[Problems to solve]
• 1. Copy out a passage of the MicroK8s DNS post below, beginning at the words "This is all" and stopping after the words "it will resolve.".
• 2. In the MicroK8s DNS post below, which node does the UAT namespace run on?

I have Microk8’s three-node cluster running on AWS. I’m currently setting this up for production, but I’m free to wipe and start again, which I have done a few times in my testing.
I have three namespaces.
- Dev
- UAT
- Prod
Dev is using a node selector to only run on Node 2 with single replicas
UAT is using a node selector to only run on Node 3 with single replicas
Prod is running on all three nodes, utilizing podAntiAffinity to ensure that the prods are evenly distributed across all three nodes.
This is all working as expected.
The issue is DNS resolution between pods.
If I run the default replica count of 1 for coreDNS, and execute the following command on the same node where coreDNS is running, it will resolve.
k -n dev exec -it <pod> – nslookup mongodb
If I run that command on any other node, the DNS will fail.
If I then increase the replica count to three, coreDNS will run on each node.

[Material]
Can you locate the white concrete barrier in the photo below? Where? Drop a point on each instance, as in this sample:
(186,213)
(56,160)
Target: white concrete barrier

[The results]
• 1.
This is all working as expected.
The issue is DNS resolution between pods.
If I run the default replica count of 1 for coreDNS, and execute the following command on the same node where coreDNS is running, it will resolve.

• 2. Node 3.